_Verilen Metin_:
‘CPT suç işliyor’

  • 09:01 28 Temmuz 2023
  • Güncel
Rojda Aydın
 
WAN - Wan TUHAY-DER Eşbaşkanı Edibe Babur, PKK Lideri Abdullah Öcalan’a yönelik tecridin ağırlaştırılmasına karşı sorumluluğunu yerine getirmeyen CPT’nin Türkiye’nin gölgesinde olduğunu ve suç işlediğini belirtti. 
 
PKK Lideri Abdullah Öcalan’a yönelik ağırlaştırılmış tecrit devam ederken mutlak iletişimsizlik durumu da 29’uncu ayına girdi. Abdullah Öcalan üzerindeki tecridin kaldırılması için eylemler, etkinlikler ve hukuki başvurular devam ederken uluslararası girişimler de sürüyor. En son 26 Temmuz günü İngiltere merkezli “Abdulah Öcalan için Özgürlük Sendikal Kampanyası”, Avrupa Parlamentosu (AP) önünde açıklama yaparak uluslararası kurumlara harekete geçme çağrısı yaptı. 
 
Wan’da (Van) bulunan Tutuklu ve Hükümlü Aileler ile Yardımlaşma Derneği (TUHAY-DER) Eşbaşkanı Edibe Babur, PKK Lideri Abdullah Öcalan’a yönelik tecrit ve cezaevlerindeki hak ihlallerini değerlendirdi.

_Sağlanan Veriler_:

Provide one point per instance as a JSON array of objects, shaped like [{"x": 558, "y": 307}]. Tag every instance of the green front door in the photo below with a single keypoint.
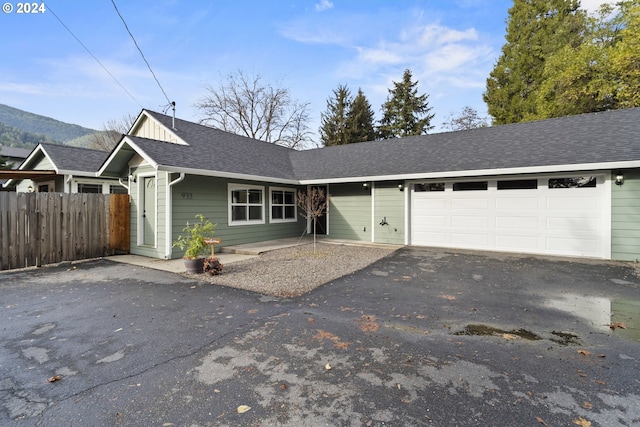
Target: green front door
[{"x": 149, "y": 213}]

_Görevler ve Alıştırmalar_:
a: Verilen metinden "WAN - Wan TUHAY-DER" ile başlayıp "geçme çağrısı yaptı." ile sona eren bölümü aynen alıntılayın.
b: Verilen metne göre mutlak iletişimsizlik durumu kaçıncı ayına girmiştir?

_Beklenen Yanıtlar_:
a:
WAN - Wan TUHAY-DER Eşbaşkanı Edibe Babur, PKK Lideri Abdullah Öcalan’a yönelik tecridin ağırlaştırılmasına karşı sorumluluğunu yerine getirmeyen CPT’nin Türkiye’nin gölgesinde olduğunu ve suç işlediğini belirtti. 
 
PKK Lideri Abdullah Öcalan’a yönelik ağırlaştırılmış tecrit devam ederken mutlak iletişimsizlik durumu da 29’uncu ayına girdi. Abdullah Öcalan üzerindeki tecridin kaldırılması için eylemler, etkinlikler ve hukuki başvurular devam ederken uluslararası girişimler de sürüyor. En son 26 Temmuz günü İngiltere merkezli “Abdulah Öcalan için Özgürlük Sendikal Kampanyası”, Avrupa Parlamentosu (AP) önünde açıklama yaparak uluslararası kurumlara harekete geçme çağrısı yaptı.

b: Mutlak iletişimsizlik durumu 29'uncu ayına girmiştir.